The tally for the day was 99 species plus two hybrids, a little lower
than our intitial two years of 108 and 102. Two species were new to the
count this year.
Tom Kollasch found a dozen HORNED LARKS on White's Island (upstream
of Puget Island). We'd always suspected that some larks wintered there,
but until this year had been unable to get a boat out there. White's
Island
is one of the few remaining breeding areas for the Streaked Horned Lark in
Washington. Shortly after tallying the larks, Tom, who is a biologist
for the Julia
Butler Hansen Refuge, spent most of the remainder of the count day
trying to fix
the refuge jetboat, leaving a couple thousand acres of refuge unexplored
(too bad!).
The second new species was a CLARK'S GREBE that Mike Patterson foundnear
Aldrich Point. What would have been a third new species, WILD TURKEY,
appeared
outside the northern edge of the count circle. The introduced turkeys appear
to be established in Wahkiakum County, but not across the river in Clatsop.

▬▬▬▬▬▬

§ **QUESTIONS TO ANSWER**
a - Say whether each statement agrees with the bird count report, answering yes or no and quoting the deciding words of the report: (i) The day's tally was higher than in the first two years. (ii) Horned larks were found on White's Island. (iii) Wild turkeys were seen inside the count circle.
b - Reproduce word for word the part of the bird count report that begins at the words "Tom Kollasch found" and stops after "(too bad!).".
c - Write the next part of the bird count report, picking up after its last sentence.
The data after this text can be set aside.

§ **SOURCE DATA**
▬▬▬▬▬▬

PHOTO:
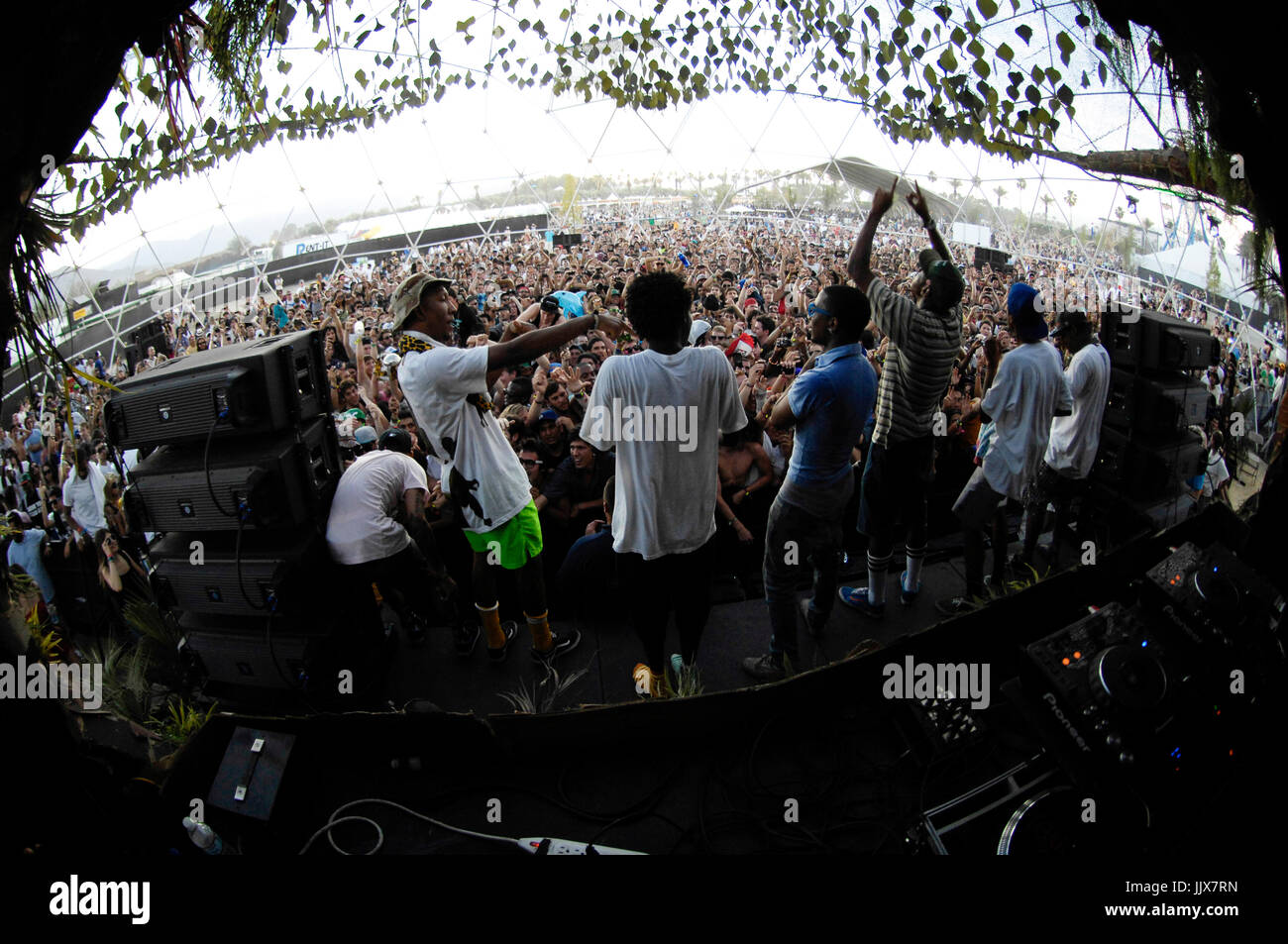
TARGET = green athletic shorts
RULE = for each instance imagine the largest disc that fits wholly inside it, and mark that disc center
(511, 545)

▬▬▬▬▬▬

§ **RESPONSES PER TASK**
a -
(i) No: "a little lower"
(ii) Yes: "Tom Kollasch found a dozen HORNED LARKS on White's Island"
(iii) No: "outside the northern edge of the count circle"

b -
Tom Kollasch found a dozen HORNED LARKS on White's Island (upstream
of Puget Island). We'd always suspected that some larks wintered there,
but until this year had been unable to get a boat out there. White's
Island
is one of the few remaining breeding areas for the Streaked Horned Lark in
Washington. Shortly after tallying the larks, Tom, who is a biologist
for the Julia
Butler Hansen Refuge, spent most of the remainder of the count day
trying to fix
the refuge jetboat, leaving a couple thousand acres of refuge unexplored
(too bad!).

c -
With a drier than normal fall, there was less flooding of pastures
throughout the
area, making ducks harder to find. Also noticably absent were loons - we found
few COMMON LOONS this year, and no Pacific or Red-throated Loons. Other
notable
misses this year were Ruddy Duck, Sharp-shinned Hawk and Hutton's Vireo.
Many other species less common to the count circle did make an
appearance, however,
including a NORTHERN SHRIKE on marshy Welch Island in the middle of the
Columbia, ten GREATER WHITE-FRONTED GEESE, a CANVASBACK, LONG-BILLED
DOWITCHER,
MOURNING DOVES, an ORANGE-CROWNED WARBLER, and a WHITE-THROATED SPARROW
CANADA GOOSE replaced GREATER SCAUP as the most numerous species in the
count this year, with close to six thousand individuals.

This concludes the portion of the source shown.